**Passage**.
────────────────

PARIS: Ex-French budget minister Jerome Cahuzac, who is facing up to seven years jail term and two million euros ($2.2 million) in fines if found guilty, Monday went on trial for tax fraud
The minister resigned in disgrace in 2013 after admitting to having a secret Swiss bank account. The 63-year-old faces up to seven years in jail and two million euros ($2.2 million) in fines if found guilty of stashing offshore his earnings from a lucrative hair-transplant business he ran with his now ex-wife.
The Cahuzac scandal was the first of a series that have tarnished the presidency of Francois Hollande, who had promised a squeaky clean government after succeeding Nicholas Sarkozy, the subject of several graft investigations, in May 2012.
A media scrum is expected to descend on the court for the start of the trial, even if an opening defence gambit may prompt a delay of several months.
The spectacular scandal saw Hollande initially backing Cahuzac’s vehement denials after the Mediapart news website first broke the story in December 2012, posting a compromising audio recording.
Cahuzac, whose remit had included cracking down on tax fraud, promptly lodged a defamation suit against Mediapart. But the trained surgeon, still protesting his innocence, resigned his post after a formal investigation was launched in March 2013. Two weeks later, he dramatically confessed to having held the account with Swiss banking giant UBS and said he was “consumed by remorse”.

────────────────

**Data provided**.
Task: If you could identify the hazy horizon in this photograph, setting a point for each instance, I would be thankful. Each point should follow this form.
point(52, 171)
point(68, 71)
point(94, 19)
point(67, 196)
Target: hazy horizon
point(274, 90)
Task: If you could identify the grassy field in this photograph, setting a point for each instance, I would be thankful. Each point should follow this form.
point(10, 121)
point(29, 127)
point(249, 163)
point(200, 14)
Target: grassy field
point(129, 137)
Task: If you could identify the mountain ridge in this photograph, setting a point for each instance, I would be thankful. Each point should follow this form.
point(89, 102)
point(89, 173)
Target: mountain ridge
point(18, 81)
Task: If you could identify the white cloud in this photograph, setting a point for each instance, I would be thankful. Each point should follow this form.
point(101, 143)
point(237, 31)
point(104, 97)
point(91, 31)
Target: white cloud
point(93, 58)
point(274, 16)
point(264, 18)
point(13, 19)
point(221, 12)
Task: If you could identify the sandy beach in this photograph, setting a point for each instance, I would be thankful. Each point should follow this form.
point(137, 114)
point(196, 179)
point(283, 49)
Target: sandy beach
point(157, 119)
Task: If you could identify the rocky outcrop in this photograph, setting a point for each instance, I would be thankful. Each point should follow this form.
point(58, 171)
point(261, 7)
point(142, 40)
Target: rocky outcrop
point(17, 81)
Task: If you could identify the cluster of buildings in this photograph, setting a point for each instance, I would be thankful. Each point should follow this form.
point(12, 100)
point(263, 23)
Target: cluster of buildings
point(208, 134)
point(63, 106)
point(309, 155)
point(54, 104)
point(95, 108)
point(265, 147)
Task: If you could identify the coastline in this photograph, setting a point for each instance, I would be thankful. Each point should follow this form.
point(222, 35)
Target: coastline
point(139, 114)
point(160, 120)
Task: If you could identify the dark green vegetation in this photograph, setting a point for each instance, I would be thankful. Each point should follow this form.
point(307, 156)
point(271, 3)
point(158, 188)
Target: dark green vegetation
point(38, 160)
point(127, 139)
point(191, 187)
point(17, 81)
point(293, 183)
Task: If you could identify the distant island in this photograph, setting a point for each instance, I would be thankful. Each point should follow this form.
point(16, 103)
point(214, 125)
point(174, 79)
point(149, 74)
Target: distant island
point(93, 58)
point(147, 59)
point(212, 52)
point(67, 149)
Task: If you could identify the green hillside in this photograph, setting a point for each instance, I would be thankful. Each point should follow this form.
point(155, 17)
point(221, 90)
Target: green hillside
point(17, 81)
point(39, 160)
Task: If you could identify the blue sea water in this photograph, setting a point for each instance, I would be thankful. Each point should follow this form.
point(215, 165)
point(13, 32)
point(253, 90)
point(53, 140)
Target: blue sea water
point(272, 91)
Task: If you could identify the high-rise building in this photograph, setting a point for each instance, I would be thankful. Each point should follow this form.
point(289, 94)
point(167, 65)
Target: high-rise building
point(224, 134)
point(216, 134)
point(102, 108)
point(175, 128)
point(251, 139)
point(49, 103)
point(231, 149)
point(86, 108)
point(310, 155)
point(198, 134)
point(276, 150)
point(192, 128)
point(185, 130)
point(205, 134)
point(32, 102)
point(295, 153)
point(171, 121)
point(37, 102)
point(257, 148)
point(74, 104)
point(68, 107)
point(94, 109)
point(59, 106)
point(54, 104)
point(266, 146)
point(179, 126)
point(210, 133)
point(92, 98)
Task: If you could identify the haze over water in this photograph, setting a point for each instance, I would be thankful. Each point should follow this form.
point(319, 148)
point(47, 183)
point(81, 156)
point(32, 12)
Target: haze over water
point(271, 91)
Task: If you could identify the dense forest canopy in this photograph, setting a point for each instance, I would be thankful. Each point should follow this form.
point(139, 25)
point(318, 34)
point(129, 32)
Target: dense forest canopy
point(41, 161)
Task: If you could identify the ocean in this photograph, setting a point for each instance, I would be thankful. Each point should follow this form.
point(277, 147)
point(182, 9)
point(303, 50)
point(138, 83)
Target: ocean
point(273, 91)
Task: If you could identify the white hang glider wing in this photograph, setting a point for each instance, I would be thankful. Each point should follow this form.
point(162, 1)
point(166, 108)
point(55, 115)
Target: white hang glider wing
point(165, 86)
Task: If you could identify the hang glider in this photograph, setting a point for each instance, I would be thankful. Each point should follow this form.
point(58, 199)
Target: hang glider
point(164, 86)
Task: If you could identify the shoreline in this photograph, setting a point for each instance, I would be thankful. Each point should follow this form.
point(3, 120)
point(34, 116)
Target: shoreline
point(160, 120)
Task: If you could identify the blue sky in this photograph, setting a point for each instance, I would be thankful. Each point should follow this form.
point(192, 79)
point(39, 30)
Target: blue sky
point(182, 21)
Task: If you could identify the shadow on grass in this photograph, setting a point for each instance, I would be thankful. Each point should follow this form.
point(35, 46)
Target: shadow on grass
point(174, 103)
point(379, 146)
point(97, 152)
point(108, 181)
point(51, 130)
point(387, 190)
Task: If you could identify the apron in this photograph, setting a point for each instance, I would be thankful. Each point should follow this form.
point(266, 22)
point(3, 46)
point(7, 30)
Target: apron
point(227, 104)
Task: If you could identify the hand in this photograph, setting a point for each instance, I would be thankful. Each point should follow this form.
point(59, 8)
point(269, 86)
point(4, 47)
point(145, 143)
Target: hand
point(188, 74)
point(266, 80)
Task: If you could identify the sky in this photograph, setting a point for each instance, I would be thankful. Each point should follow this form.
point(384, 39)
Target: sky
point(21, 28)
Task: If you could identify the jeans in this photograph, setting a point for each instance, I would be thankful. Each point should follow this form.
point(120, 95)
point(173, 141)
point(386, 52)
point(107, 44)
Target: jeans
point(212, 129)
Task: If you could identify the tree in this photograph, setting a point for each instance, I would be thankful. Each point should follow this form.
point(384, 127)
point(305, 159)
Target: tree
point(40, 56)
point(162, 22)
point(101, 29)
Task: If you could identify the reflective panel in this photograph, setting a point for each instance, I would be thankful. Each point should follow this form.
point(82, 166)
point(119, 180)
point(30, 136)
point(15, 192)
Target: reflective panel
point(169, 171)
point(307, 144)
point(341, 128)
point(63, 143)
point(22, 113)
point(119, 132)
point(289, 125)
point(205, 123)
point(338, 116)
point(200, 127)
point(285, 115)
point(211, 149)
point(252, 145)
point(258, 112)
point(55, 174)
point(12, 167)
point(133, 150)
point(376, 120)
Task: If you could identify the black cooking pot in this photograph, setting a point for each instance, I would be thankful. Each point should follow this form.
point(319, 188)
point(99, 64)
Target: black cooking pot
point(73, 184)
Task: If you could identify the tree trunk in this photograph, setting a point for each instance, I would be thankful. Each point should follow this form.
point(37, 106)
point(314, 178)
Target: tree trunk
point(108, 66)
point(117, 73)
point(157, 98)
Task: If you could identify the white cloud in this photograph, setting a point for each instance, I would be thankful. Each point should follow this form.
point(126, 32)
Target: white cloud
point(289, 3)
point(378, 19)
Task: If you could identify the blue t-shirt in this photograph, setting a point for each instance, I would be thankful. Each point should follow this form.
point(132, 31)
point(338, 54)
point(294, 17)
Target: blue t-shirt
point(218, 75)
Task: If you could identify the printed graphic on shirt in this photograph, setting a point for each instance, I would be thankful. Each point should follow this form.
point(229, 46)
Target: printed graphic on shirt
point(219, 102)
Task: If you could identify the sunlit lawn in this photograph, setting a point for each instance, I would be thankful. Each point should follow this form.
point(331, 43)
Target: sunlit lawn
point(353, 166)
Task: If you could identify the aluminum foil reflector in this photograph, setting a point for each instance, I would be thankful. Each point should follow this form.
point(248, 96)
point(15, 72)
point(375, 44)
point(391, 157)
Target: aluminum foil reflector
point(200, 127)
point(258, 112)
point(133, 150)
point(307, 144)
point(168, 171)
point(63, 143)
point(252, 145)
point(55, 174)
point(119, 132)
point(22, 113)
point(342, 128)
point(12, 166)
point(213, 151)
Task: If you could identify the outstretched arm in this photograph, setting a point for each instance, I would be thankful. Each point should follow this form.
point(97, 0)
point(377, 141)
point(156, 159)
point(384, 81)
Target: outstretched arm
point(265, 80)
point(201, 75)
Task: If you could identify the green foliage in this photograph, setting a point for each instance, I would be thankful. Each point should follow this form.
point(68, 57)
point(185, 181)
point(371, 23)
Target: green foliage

────────────────

**What needs to be done**. Can you write out the stretch of the Cahuzac trial report from "The Cahuzac scandal" through "compromising audio recording."? Work from the text alone.

**Answer box**.
The Cahuzac scandal was the first of a series that have tarnished the presidency of Francois Hollande, who had promised a squeaky clean government after succeeding Nicholas Sarkozy, the subject of several graft investigations, in May 2012.
A media scrum is expected to descend on the court for the start of the trial, even if an opening defence gambit may prompt a delay of several months.
The spectacular scandal saw Hollande initially backing Cahuzac’s vehement denials after the Mediapart news website first broke the story in December 2012, posting a compromising audio recording.